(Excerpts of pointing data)

=======

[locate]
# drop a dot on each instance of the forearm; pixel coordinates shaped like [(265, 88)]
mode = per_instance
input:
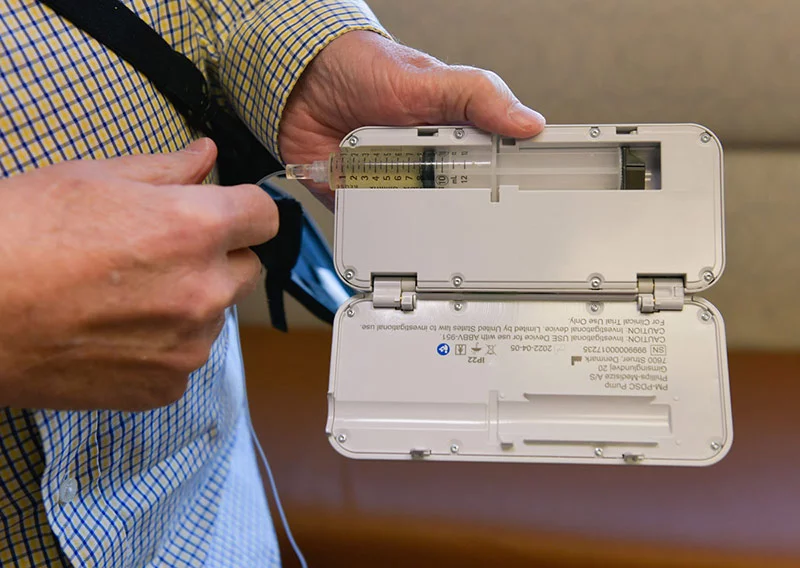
[(267, 52)]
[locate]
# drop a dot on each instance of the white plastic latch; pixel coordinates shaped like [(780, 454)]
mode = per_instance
[(657, 294), (398, 292)]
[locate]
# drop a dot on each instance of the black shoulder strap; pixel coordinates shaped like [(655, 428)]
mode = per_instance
[(114, 25), (241, 157)]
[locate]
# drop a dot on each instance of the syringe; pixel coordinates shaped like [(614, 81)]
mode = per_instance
[(584, 168)]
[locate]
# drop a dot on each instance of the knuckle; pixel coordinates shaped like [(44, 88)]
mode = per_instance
[(205, 304)]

=======

» WHAT YOU NEED TO DO:
Rewrite all of the data above, requests included, scaling every pixel coordinate in the answers by 2.35 and rounding to whole numbers, with halves rounded up. Keep the numbers in the requests and their format samples unchanged, and leave the pictures out.

» WRITTEN SOLUTION:
[locate]
# drop a dot on each instance of the forearm; pixel coordinates shaped like [(265, 88)]
mode = per_instance
input:
[(627, 122)]
[locate]
# drop a dot on each instance of the white plastic latch; pixel coordinates shaped like [(780, 454)]
mode = per_instance
[(1544, 691), (935, 686)]
[locate]
# drop a dot on each instance of the black shoulder strap; pixel coordinates shaped like [(655, 428)]
mode = per_instance
[(268, 59), (566, 369)]
[locate]
# drop a dot on each instance of the syringe; pixel coordinates shaped like [(614, 81)]
mode = per_instance
[(1372, 395)]
[locate]
# drop a dot on each instance of the knuckle; pixel coordinates shaped like [(44, 88)]
mode = per_instance
[(482, 714)]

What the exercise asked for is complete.